#### [Requirement]
Each line of the data must be written out again verbatim; no image belongs in the copy.

Data excerpts
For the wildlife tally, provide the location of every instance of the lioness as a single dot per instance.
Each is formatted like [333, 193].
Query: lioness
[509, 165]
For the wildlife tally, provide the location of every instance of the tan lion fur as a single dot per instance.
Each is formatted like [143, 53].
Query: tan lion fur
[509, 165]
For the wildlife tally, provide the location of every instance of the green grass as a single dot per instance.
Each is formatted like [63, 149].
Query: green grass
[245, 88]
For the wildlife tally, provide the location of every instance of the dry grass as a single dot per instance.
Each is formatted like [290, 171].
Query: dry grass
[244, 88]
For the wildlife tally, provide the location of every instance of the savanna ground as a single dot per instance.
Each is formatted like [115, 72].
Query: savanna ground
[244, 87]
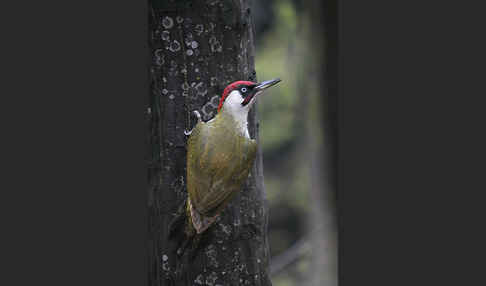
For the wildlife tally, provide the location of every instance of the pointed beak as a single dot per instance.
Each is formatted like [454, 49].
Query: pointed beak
[266, 84]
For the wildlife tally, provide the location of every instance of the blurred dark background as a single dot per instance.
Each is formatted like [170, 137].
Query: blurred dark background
[288, 44]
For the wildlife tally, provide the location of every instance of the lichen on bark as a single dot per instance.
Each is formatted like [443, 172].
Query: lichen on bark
[197, 48]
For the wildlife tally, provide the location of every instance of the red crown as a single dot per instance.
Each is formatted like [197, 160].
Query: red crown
[230, 88]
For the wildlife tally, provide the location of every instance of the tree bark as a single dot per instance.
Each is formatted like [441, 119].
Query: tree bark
[197, 48]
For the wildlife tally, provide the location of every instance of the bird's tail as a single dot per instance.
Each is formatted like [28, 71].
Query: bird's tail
[181, 229]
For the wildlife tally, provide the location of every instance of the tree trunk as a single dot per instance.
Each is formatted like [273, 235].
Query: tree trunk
[198, 47]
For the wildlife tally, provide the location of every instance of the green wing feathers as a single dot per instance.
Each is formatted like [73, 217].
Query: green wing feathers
[218, 163]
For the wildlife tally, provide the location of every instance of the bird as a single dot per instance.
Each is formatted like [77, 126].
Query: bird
[220, 155]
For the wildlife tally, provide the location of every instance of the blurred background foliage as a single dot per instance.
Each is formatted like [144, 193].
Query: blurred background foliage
[283, 40]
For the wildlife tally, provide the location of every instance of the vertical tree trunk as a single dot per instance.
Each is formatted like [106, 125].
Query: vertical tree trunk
[198, 47]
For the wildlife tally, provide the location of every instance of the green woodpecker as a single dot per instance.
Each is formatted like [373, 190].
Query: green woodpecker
[220, 155]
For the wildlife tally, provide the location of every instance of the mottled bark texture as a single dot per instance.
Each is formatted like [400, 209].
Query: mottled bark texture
[197, 48]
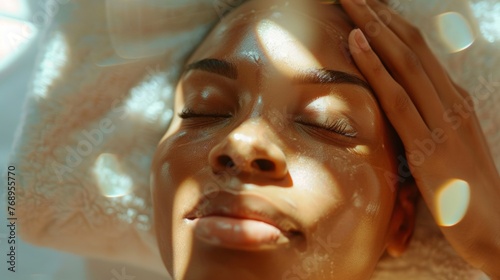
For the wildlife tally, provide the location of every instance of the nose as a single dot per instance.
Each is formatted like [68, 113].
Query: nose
[245, 151]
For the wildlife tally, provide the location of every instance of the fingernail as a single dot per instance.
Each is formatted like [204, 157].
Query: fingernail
[361, 41]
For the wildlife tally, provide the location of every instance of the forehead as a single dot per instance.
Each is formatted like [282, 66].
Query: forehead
[303, 34]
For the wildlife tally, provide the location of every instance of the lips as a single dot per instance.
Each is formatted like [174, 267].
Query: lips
[244, 221]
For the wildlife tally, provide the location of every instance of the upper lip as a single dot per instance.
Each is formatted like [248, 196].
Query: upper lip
[245, 206]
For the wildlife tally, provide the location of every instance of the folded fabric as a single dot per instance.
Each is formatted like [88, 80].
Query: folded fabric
[101, 99]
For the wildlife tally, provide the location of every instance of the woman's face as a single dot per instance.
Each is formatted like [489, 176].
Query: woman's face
[276, 166]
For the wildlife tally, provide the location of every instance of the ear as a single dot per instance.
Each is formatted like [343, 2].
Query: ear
[402, 222]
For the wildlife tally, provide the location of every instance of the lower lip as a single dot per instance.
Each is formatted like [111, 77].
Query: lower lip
[243, 234]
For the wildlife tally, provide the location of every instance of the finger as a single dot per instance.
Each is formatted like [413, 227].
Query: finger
[413, 38]
[402, 62]
[394, 100]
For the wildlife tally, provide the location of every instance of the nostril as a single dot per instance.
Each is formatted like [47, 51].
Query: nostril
[225, 161]
[263, 164]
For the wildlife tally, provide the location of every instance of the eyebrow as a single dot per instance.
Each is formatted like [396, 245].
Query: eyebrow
[309, 76]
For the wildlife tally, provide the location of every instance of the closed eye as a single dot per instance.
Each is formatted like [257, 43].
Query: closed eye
[188, 113]
[338, 126]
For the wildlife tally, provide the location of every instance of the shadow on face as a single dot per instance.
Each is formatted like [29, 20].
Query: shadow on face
[279, 162]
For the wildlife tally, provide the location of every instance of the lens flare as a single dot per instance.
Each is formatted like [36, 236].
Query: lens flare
[111, 180]
[455, 31]
[452, 202]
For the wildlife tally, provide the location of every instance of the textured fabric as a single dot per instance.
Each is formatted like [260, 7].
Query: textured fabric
[93, 120]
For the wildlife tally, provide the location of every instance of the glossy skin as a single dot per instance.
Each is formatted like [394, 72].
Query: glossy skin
[332, 180]
[447, 153]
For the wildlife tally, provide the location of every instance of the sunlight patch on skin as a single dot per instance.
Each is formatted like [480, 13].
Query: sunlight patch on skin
[111, 180]
[287, 52]
[54, 60]
[452, 202]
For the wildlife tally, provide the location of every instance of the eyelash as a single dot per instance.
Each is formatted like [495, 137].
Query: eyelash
[188, 113]
[339, 126]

#### [Answer for the task]
For the wildlife tally, provide the location of every instance of the lioness as a single dot per instance.
Each is formatted like [333, 193].
Query: lioness
[509, 165]
For the wildlife tally, provide the location of every instance of the tan lion fur as a single dot per instance.
Each is formatted like [143, 53].
Query: tan lion fur
[509, 165]
For the wildlife tally, provide the location of every instance of the green grass as a single dot per instance.
Each is formatted like [63, 149].
Query: green grass
[245, 88]
For the wildlife tally, provide the location of every instance of the dry grass as a single dot per instance.
Each is formatted like [290, 171].
Query: dry grass
[244, 88]
For the wildlife tally, provide the location of every instance of the savanna ground as a single dot per instance.
Each is formatted like [115, 72].
Query: savanna ground
[244, 87]
For the wildlife tally, provide the location of every instance of the pointed beak as a single dot per instance.
Each is formatted like [454, 49].
Query: pointed beak
[266, 84]
For the wildlife tally, provide the location of every instance of the blurred dark background as a single dot per instance.
Each is formatted like [170, 137].
Query: blurred dark background
[288, 44]
For the wildlife tally, provide the location of every instance of the lichen on bark as a single dot per instance.
Each is formatted like [443, 172].
Query: lichen on bark
[197, 48]
For the wildlife tally, provide the location of every instance of the red crown as a single dot per instance.
Each is formatted like [197, 160].
Query: red crown
[230, 88]
For the wildlife tally, provide the location of every instance of the tree bark as a single dot per instance.
Each is formatted like [441, 119].
Query: tree bark
[197, 48]
For the wildlife tally, provide the location of every instance of the bird's tail as a single dot per instance.
Each is formatted like [28, 71].
Query: bird's tail
[181, 229]
For the wildlife tally, provide the location of every instance of the tree trunk as a single dot per instance.
Each is formatted like [273, 235].
Query: tree trunk
[198, 47]
For the wildlife tally, provide the location of every instance of the green wing feathers as a single dot per instance.
Each is formatted like [73, 217].
Query: green wing feathers
[218, 163]
For the wildlife tally, provide the location of every instance of the bird as a single dot per instance.
Each is formatted like [77, 126].
Query: bird
[220, 155]
For the wildlife tally, provide the location of every instance of the blurred background foliage as a single dot per instance.
Each is formatted like [144, 193].
Query: blurred background foliage
[283, 40]
For the wildlife tally, provide the location of every instance of the vertical tree trunk as a single dot per instance.
Each is formatted like [106, 125].
Query: vertical tree trunk
[198, 47]
For the wildlife tally, provide the location of every instance of the green woodpecker as a single dot per instance.
Each is formatted like [373, 190].
Query: green woodpecker
[220, 155]
For the wildlife tally, provide the location of every instance of the mottled bark texture as a single dot per instance.
Each is formatted like [400, 209].
Query: mottled bark texture
[197, 48]
For the wildlife tally, provide the location of every instance of the nose as a single dot per instance.
Each is formatted like [68, 113].
Query: nose
[245, 151]
For the wildlife tally, provide the location of every instance of the fingernail as a single dot per instance.
Each is formatted like [204, 157].
Query: fingernail
[361, 41]
For the wildlife tally, provide the location of every instance of the forehead as a single dot per instance.
Each is formatted like [282, 66].
Query: forehead
[303, 34]
For the wildlife tally, provide the location of every instance of the lips as a single dot per instance.
Each is formatted like [174, 267].
Query: lips
[244, 221]
For the wildlife tally, provide the location of every instance of the upper lip as a single dot per instance.
Each is formatted like [248, 196].
Query: upper lip
[245, 206]
For the wildlife tally, provide the location of every instance of the folded fabric as a single dot per instance.
Each is formatted like [88, 80].
Query: folded fabric
[101, 99]
For the wildlife tally, provide the location of every instance of the woman's face as a single dot per instance.
Each is formatted like [489, 176].
Query: woman's face
[276, 166]
For the wildlife tally, provide the location of every instance of the ear as a single dot per instance.
Each is formatted like [343, 2].
Query: ear
[402, 222]
For the wildlife tally, provide the location of every instance of the lower lip as a single dot per instance.
Each is formatted like [111, 77].
Query: lower lip
[243, 234]
For the wildlife tally, provide the location of every instance of the finger as a single dot per instance.
Each is formatted like [413, 227].
Query: finger
[413, 38]
[402, 62]
[394, 100]
For the wildlife tally, provide the location of every instance of the nostril as a single dot per instance.
Each is formatted like [47, 51].
Query: nostril
[225, 161]
[263, 164]
For the wildlife tally, provide the location of every instance of the eyebrow as a single dot per instance.
Each is formatted like [396, 245].
Query: eyebrow
[309, 76]
For the wildlife tally, provide the location of every instance of the closed eye as a single dot per instance.
Each is formatted like [257, 43].
Query: closed eye
[188, 113]
[338, 126]
For the wildlife tally, provide the location of every instance of the shadow on face as a single dot per instance.
Each is formatted like [29, 20].
Query: shadow on face
[279, 162]
For the wildlife tally, provide the location of every instance of the lens flare as a single dot per instance.
Each is formatted like [36, 236].
Query: lens flare
[111, 180]
[455, 31]
[452, 202]
For the wildlife tally, provide the location of every instance of the textured fabric as a single dot per instance.
Each is formatted like [260, 7].
Query: textured fabric
[93, 120]
For the wildlife tally, provide the location of every instance of the glossy skin as a single dot per instance.
Each is formatted like [394, 72].
Query: glossy skin
[332, 180]
[447, 153]
For the wildlife tally, provide the location of every instance of the sunlight patch on skin as a single dot per instance.
Each is formatted like [480, 13].
Query: sunlight patch on skin
[111, 180]
[287, 52]
[54, 60]
[452, 202]
For the wildlife tally, provide the location of every instance of the eyelash as a single dot per instance.
Each is formatted like [495, 137].
Query: eyelash
[188, 113]
[339, 126]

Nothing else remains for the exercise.